* DATA TO USE *

---+---

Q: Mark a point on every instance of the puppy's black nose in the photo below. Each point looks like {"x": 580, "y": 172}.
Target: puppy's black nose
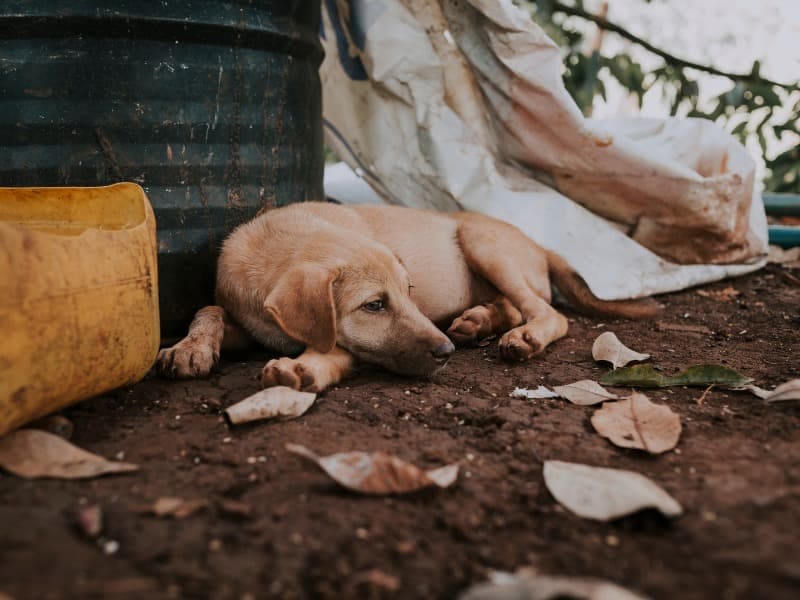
{"x": 444, "y": 351}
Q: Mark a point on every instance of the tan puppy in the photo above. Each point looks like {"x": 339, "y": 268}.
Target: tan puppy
{"x": 345, "y": 284}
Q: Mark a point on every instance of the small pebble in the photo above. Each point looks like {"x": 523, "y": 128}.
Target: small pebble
{"x": 110, "y": 547}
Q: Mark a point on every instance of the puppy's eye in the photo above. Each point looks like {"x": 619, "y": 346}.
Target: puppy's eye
{"x": 374, "y": 306}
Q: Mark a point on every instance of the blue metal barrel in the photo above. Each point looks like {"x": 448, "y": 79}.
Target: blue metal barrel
{"x": 214, "y": 107}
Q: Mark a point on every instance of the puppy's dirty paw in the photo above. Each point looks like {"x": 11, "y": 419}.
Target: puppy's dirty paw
{"x": 289, "y": 372}
{"x": 186, "y": 359}
{"x": 519, "y": 345}
{"x": 473, "y": 325}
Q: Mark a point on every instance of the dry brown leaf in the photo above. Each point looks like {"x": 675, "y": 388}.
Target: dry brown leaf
{"x": 725, "y": 295}
{"x": 585, "y": 392}
{"x": 784, "y": 392}
{"x": 272, "y": 403}
{"x": 172, "y": 506}
{"x": 700, "y": 330}
{"x": 32, "y": 453}
{"x": 605, "y": 494}
{"x": 635, "y": 422}
{"x": 531, "y": 586}
{"x": 90, "y": 520}
{"x": 607, "y": 347}
{"x": 537, "y": 394}
{"x": 376, "y": 472}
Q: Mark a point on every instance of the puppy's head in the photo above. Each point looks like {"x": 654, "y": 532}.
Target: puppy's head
{"x": 363, "y": 305}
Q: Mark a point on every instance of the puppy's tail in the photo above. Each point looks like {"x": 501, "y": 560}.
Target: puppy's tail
{"x": 574, "y": 289}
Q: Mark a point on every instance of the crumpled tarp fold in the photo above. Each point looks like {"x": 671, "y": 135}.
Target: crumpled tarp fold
{"x": 460, "y": 105}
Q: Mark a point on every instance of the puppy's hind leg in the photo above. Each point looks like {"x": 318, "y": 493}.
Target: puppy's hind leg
{"x": 517, "y": 267}
{"x": 198, "y": 353}
{"x": 312, "y": 371}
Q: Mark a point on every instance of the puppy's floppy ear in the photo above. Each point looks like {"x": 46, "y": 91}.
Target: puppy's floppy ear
{"x": 301, "y": 304}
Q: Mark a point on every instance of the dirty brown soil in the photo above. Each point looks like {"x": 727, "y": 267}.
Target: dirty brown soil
{"x": 275, "y": 526}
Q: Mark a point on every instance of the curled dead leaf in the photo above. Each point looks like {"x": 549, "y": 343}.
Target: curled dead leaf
{"x": 531, "y": 586}
{"x": 608, "y": 348}
{"x": 90, "y": 520}
{"x": 172, "y": 506}
{"x": 635, "y": 422}
{"x": 605, "y": 494}
{"x": 376, "y": 472}
{"x": 32, "y": 453}
{"x": 585, "y": 392}
{"x": 724, "y": 295}
{"x": 272, "y": 403}
{"x": 538, "y": 393}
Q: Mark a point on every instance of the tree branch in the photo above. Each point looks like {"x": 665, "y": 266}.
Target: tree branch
{"x": 669, "y": 58}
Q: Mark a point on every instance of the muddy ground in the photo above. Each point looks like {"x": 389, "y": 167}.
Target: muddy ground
{"x": 275, "y": 526}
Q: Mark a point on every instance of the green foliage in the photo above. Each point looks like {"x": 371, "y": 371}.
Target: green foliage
{"x": 751, "y": 106}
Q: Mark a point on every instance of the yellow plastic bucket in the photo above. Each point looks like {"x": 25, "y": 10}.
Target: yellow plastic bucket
{"x": 78, "y": 296}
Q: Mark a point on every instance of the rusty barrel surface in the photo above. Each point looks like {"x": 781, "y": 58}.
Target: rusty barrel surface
{"x": 213, "y": 107}
{"x": 78, "y": 296}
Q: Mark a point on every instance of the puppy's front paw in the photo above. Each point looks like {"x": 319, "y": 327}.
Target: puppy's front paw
{"x": 186, "y": 359}
{"x": 289, "y": 372}
{"x": 520, "y": 344}
{"x": 473, "y": 325}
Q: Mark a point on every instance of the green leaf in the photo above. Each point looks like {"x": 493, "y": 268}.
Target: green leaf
{"x": 694, "y": 376}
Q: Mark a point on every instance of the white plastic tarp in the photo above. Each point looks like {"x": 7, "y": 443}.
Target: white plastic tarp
{"x": 460, "y": 105}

---+---

The required answer is an exact, picture-free copy of the lines from the opening of the listing above through the line with "Q: Mark a point on every instance of the puppy's hind".

* SOLUTION TO THIS PROBLEM *
Q: Mark a point on every instance of the puppy's black nose in the photo below. Each point looks like {"x": 580, "y": 172}.
Target: puppy's black nose
{"x": 444, "y": 351}
Q: Mark a point on every instance of the tan puppy in the photo above. Each point looks like {"x": 339, "y": 268}.
Target: tan puppy
{"x": 345, "y": 284}
Q: Mark a point on every instance of the small pebble in the photo above. Each point looks like {"x": 523, "y": 128}.
Target: small pebble
{"x": 110, "y": 547}
Q: Mark a point on every instance of the puppy's eye in the photo above. Each point looks like {"x": 619, "y": 346}.
Target: puppy's eye
{"x": 374, "y": 306}
Q: Mark a point on every instance of the blue metal barrel in the photo above. Each point looks like {"x": 448, "y": 79}.
Target: blue metal barrel
{"x": 214, "y": 107}
Q: Mark a point on every instance of the puppy's dirty paw in the photo above. Each point looks like {"x": 11, "y": 419}.
Target: puppy's dirty paw
{"x": 289, "y": 372}
{"x": 186, "y": 359}
{"x": 519, "y": 345}
{"x": 473, "y": 325}
Q: Mark a point on every instance of the dry brown leaf in the photo above. Each point looks like {"x": 675, "y": 388}.
Target: dry brown leaf
{"x": 725, "y": 295}
{"x": 585, "y": 392}
{"x": 784, "y": 392}
{"x": 272, "y": 403}
{"x": 172, "y": 506}
{"x": 700, "y": 330}
{"x": 32, "y": 453}
{"x": 605, "y": 494}
{"x": 635, "y": 422}
{"x": 531, "y": 586}
{"x": 90, "y": 520}
{"x": 607, "y": 347}
{"x": 537, "y": 394}
{"x": 376, "y": 472}
Q: Mark a point on every instance of the puppy's head in the photo above. Each point looks like {"x": 654, "y": 532}.
Target: puppy's head
{"x": 363, "y": 305}
Q: Mark a point on every instance of the puppy's tail in the photo above. Each point looks like {"x": 501, "y": 560}.
Target: puppy's tail
{"x": 574, "y": 289}
Q: Mark a point on every instance of the crumpled tarp fold in the photo above. Each point looks like {"x": 671, "y": 135}.
Target: crumpled tarp fold
{"x": 460, "y": 105}
Q: Mark a point on every instance of the puppy's hind leg in the photo above. Each point looks like {"x": 318, "y": 493}.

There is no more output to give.